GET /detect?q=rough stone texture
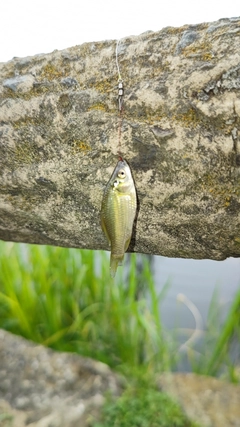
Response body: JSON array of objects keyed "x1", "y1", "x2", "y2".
[
  {"x1": 159, "y1": 373, "x2": 240, "y2": 427},
  {"x1": 0, "y1": 18, "x2": 240, "y2": 259},
  {"x1": 0, "y1": 330, "x2": 123, "y2": 427},
  {"x1": 0, "y1": 330, "x2": 240, "y2": 427}
]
■ ■ ■ ■ ■
| What the exercise asks |
Output every line of the records above as a numbered list, skipping any blank lines and leaving out the pictures.

| Result of the exercise |
1. GET /detect?q=rough stone texture
2. Response body: JSON array of objects keyed "x1", "y1", "x2", "y2".
3. [
4.   {"x1": 159, "y1": 373, "x2": 240, "y2": 427},
5.   {"x1": 0, "y1": 18, "x2": 240, "y2": 259},
6.   {"x1": 0, "y1": 330, "x2": 123, "y2": 427},
7.   {"x1": 0, "y1": 330, "x2": 240, "y2": 427}
8. ]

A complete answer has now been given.